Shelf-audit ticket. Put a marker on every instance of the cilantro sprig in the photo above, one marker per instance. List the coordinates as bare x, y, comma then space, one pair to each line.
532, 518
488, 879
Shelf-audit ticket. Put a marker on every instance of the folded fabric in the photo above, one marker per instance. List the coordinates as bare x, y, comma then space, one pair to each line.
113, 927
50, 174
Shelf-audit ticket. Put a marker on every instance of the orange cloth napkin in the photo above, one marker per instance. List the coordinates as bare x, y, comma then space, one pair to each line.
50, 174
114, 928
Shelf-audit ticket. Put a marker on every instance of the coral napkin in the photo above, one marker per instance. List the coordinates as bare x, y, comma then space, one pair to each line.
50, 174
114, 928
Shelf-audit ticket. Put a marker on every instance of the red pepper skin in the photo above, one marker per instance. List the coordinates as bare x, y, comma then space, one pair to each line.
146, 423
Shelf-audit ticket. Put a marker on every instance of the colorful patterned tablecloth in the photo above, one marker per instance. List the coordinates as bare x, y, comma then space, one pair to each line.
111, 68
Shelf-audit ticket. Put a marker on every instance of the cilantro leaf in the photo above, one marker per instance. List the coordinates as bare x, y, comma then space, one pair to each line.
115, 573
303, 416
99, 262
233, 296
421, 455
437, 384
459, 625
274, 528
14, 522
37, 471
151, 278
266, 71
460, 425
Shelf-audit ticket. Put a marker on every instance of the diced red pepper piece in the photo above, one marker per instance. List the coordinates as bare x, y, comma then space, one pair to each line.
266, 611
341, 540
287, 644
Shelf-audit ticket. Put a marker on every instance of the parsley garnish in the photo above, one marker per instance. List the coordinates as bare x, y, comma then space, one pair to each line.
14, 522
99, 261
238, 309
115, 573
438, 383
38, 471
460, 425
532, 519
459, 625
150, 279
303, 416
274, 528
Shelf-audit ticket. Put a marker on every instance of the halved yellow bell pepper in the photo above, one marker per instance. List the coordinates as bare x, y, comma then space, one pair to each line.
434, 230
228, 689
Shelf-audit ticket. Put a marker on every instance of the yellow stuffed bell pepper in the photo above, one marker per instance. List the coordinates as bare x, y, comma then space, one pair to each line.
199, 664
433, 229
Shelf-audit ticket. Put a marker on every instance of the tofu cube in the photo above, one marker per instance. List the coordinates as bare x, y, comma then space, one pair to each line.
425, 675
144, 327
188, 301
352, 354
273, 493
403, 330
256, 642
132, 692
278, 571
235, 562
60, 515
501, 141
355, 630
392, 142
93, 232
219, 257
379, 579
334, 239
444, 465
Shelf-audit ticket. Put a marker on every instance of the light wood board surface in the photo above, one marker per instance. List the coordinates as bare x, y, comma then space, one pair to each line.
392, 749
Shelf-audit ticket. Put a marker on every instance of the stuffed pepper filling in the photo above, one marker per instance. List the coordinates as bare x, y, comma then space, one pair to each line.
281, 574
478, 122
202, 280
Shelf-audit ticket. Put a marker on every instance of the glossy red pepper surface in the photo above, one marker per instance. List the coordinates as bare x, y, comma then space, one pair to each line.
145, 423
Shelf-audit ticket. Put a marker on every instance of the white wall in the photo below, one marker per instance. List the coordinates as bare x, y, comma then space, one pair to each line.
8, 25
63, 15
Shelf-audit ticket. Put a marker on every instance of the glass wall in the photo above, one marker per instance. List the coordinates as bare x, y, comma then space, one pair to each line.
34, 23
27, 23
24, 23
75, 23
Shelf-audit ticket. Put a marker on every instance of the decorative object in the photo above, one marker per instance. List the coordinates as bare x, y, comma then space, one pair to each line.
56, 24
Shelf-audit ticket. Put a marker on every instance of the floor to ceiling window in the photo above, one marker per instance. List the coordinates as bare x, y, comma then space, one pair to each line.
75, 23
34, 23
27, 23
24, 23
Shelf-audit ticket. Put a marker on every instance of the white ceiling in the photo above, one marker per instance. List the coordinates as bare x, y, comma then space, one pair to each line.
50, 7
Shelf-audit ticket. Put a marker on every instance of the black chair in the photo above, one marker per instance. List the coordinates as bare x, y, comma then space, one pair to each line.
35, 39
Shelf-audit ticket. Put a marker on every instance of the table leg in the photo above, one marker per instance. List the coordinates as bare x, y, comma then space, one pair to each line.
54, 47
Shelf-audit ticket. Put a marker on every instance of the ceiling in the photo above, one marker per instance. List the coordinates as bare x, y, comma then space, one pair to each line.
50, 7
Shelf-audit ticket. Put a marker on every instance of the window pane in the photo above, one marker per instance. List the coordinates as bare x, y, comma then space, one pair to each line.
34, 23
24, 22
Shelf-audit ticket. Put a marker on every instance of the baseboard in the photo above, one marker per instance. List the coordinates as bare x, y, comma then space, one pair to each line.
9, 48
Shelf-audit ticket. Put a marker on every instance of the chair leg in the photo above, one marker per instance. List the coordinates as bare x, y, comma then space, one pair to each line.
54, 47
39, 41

......

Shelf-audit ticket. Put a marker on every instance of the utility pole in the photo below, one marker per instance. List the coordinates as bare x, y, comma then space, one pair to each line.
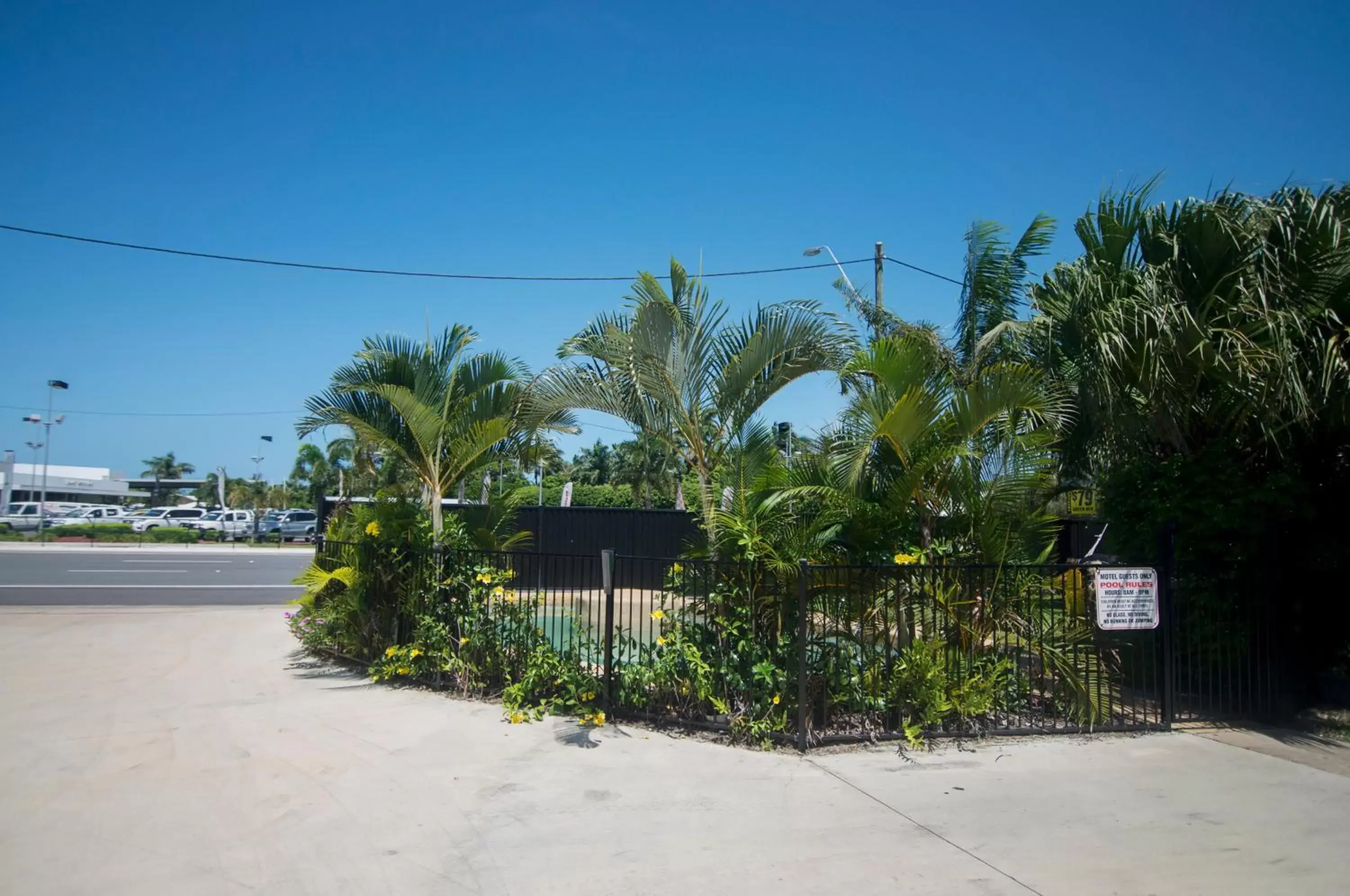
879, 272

......

Work to complete: Extract each line of the material above that contains the string "white".

Solved problem:
Shelf-audit ticket. Put a marker on every instance of the white wall in the photo below, one marker per instance. List the coordinates as bare x, y, comma then space, one pair to each line.
Shelf-audit ticket. Put a marker on every instance of the white ceiling in the photo above, one marker per instance. List the coordinates as bare x, y, comma then space, one pair to each line.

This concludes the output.